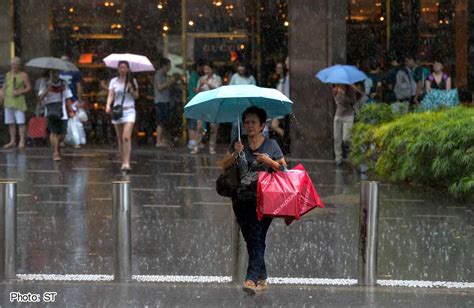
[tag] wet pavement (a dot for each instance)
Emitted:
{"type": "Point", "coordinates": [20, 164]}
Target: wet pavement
{"type": "Point", "coordinates": [180, 226]}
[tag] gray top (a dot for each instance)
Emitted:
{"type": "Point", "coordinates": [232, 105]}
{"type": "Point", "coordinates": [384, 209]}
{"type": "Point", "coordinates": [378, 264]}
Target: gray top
{"type": "Point", "coordinates": [164, 95]}
{"type": "Point", "coordinates": [344, 104]}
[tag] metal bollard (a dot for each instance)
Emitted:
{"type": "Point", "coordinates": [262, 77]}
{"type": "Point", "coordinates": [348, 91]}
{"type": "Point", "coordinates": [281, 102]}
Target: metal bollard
{"type": "Point", "coordinates": [8, 230]}
{"type": "Point", "coordinates": [121, 219]}
{"type": "Point", "coordinates": [239, 255]}
{"type": "Point", "coordinates": [368, 221]}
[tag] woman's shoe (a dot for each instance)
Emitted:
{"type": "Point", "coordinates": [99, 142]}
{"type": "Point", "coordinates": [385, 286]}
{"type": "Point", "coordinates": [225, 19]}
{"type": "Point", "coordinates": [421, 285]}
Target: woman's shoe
{"type": "Point", "coordinates": [9, 145]}
{"type": "Point", "coordinates": [249, 287]}
{"type": "Point", "coordinates": [261, 285]}
{"type": "Point", "coordinates": [125, 168]}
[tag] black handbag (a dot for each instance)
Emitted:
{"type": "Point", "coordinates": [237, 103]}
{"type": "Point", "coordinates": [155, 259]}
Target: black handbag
{"type": "Point", "coordinates": [117, 110]}
{"type": "Point", "coordinates": [228, 181]}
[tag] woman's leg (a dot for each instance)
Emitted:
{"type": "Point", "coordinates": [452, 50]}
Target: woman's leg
{"type": "Point", "coordinates": [22, 130]}
{"type": "Point", "coordinates": [338, 132]}
{"type": "Point", "coordinates": [213, 138]}
{"type": "Point", "coordinates": [12, 131]}
{"type": "Point", "coordinates": [54, 141]}
{"type": "Point", "coordinates": [119, 133]}
{"type": "Point", "coordinates": [265, 225]}
{"type": "Point", "coordinates": [127, 142]}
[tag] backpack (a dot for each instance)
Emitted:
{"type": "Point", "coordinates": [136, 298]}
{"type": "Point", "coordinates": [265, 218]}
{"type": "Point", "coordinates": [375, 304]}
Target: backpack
{"type": "Point", "coordinates": [405, 85]}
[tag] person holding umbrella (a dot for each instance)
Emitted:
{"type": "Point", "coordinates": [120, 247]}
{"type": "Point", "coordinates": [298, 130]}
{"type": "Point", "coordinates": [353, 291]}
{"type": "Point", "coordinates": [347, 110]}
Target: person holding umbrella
{"type": "Point", "coordinates": [16, 85]}
{"type": "Point", "coordinates": [261, 154]}
{"type": "Point", "coordinates": [123, 91]}
{"type": "Point", "coordinates": [57, 98]}
{"type": "Point", "coordinates": [225, 105]}
{"type": "Point", "coordinates": [344, 92]}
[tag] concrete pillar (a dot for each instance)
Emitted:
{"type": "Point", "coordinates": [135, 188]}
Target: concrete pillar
{"type": "Point", "coordinates": [34, 28]}
{"type": "Point", "coordinates": [317, 39]}
{"type": "Point", "coordinates": [6, 38]}
{"type": "Point", "coordinates": [462, 43]}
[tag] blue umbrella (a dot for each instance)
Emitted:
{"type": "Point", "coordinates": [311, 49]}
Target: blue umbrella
{"type": "Point", "coordinates": [344, 74]}
{"type": "Point", "coordinates": [227, 103]}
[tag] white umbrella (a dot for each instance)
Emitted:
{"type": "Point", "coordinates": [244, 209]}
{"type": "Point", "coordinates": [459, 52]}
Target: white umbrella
{"type": "Point", "coordinates": [51, 63]}
{"type": "Point", "coordinates": [137, 63]}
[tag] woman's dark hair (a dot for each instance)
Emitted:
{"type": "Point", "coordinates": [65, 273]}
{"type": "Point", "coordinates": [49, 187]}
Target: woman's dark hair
{"type": "Point", "coordinates": [124, 62]}
{"type": "Point", "coordinates": [285, 70]}
{"type": "Point", "coordinates": [129, 76]}
{"type": "Point", "coordinates": [210, 64]}
{"type": "Point", "coordinates": [247, 67]}
{"type": "Point", "coordinates": [259, 112]}
{"type": "Point", "coordinates": [164, 62]}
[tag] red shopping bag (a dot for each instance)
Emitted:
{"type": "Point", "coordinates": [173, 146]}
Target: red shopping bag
{"type": "Point", "coordinates": [288, 194]}
{"type": "Point", "coordinates": [37, 128]}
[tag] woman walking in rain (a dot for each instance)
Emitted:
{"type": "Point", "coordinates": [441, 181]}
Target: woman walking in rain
{"type": "Point", "coordinates": [123, 91]}
{"type": "Point", "coordinates": [57, 99]}
{"type": "Point", "coordinates": [209, 81]}
{"type": "Point", "coordinates": [16, 85]}
{"type": "Point", "coordinates": [261, 154]}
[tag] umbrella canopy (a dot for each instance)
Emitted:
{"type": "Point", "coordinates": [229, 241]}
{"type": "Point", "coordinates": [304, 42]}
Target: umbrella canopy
{"type": "Point", "coordinates": [137, 63]}
{"type": "Point", "coordinates": [344, 74]}
{"type": "Point", "coordinates": [227, 103]}
{"type": "Point", "coordinates": [51, 63]}
{"type": "Point", "coordinates": [72, 67]}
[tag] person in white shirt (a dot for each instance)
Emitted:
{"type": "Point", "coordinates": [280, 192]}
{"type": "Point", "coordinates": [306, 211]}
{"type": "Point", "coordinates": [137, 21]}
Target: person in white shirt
{"type": "Point", "coordinates": [209, 81]}
{"type": "Point", "coordinates": [123, 90]}
{"type": "Point", "coordinates": [57, 98]}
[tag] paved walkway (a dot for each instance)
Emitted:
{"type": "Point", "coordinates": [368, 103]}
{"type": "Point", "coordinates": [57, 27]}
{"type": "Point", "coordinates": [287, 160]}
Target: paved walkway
{"type": "Point", "coordinates": [181, 227]}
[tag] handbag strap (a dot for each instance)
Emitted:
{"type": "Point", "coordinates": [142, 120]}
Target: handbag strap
{"type": "Point", "coordinates": [124, 91]}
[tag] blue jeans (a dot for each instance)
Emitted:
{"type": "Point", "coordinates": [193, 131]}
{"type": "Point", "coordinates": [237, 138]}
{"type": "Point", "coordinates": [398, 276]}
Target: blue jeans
{"type": "Point", "coordinates": [254, 233]}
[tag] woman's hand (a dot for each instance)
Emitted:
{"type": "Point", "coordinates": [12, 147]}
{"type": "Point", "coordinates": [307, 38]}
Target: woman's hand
{"type": "Point", "coordinates": [264, 158]}
{"type": "Point", "coordinates": [238, 146]}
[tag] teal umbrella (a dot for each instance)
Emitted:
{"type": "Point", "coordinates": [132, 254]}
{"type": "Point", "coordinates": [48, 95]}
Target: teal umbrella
{"type": "Point", "coordinates": [227, 103]}
{"type": "Point", "coordinates": [343, 74]}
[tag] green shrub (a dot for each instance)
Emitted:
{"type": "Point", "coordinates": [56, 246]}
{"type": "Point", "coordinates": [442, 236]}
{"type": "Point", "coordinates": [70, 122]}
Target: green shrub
{"type": "Point", "coordinates": [431, 148]}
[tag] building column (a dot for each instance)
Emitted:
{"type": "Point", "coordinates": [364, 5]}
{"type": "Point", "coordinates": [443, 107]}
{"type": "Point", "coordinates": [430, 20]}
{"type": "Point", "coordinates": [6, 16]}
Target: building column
{"type": "Point", "coordinates": [462, 43]}
{"type": "Point", "coordinates": [33, 28]}
{"type": "Point", "coordinates": [317, 39]}
{"type": "Point", "coordinates": [6, 38]}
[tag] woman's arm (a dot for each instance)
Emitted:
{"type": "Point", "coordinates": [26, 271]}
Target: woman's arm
{"type": "Point", "coordinates": [110, 99]}
{"type": "Point", "coordinates": [27, 85]}
{"type": "Point", "coordinates": [267, 160]}
{"type": "Point", "coordinates": [428, 86]}
{"type": "Point", "coordinates": [448, 84]}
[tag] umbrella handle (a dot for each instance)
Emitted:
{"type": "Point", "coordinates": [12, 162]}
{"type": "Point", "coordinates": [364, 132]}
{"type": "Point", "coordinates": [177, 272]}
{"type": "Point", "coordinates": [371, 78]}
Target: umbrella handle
{"type": "Point", "coordinates": [238, 126]}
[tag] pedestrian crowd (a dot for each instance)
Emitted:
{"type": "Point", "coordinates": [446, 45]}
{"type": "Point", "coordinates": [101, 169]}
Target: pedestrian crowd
{"type": "Point", "coordinates": [60, 100]}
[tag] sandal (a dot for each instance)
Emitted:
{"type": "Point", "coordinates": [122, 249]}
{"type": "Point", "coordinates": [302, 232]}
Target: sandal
{"type": "Point", "coordinates": [249, 287]}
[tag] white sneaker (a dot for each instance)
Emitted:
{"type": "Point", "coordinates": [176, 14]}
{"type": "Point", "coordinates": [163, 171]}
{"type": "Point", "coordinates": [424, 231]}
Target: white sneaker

• [What to do]: Note how many lines in the material hold the word "sneaker", and give that number by itself.

• [Answer to the problem]: 2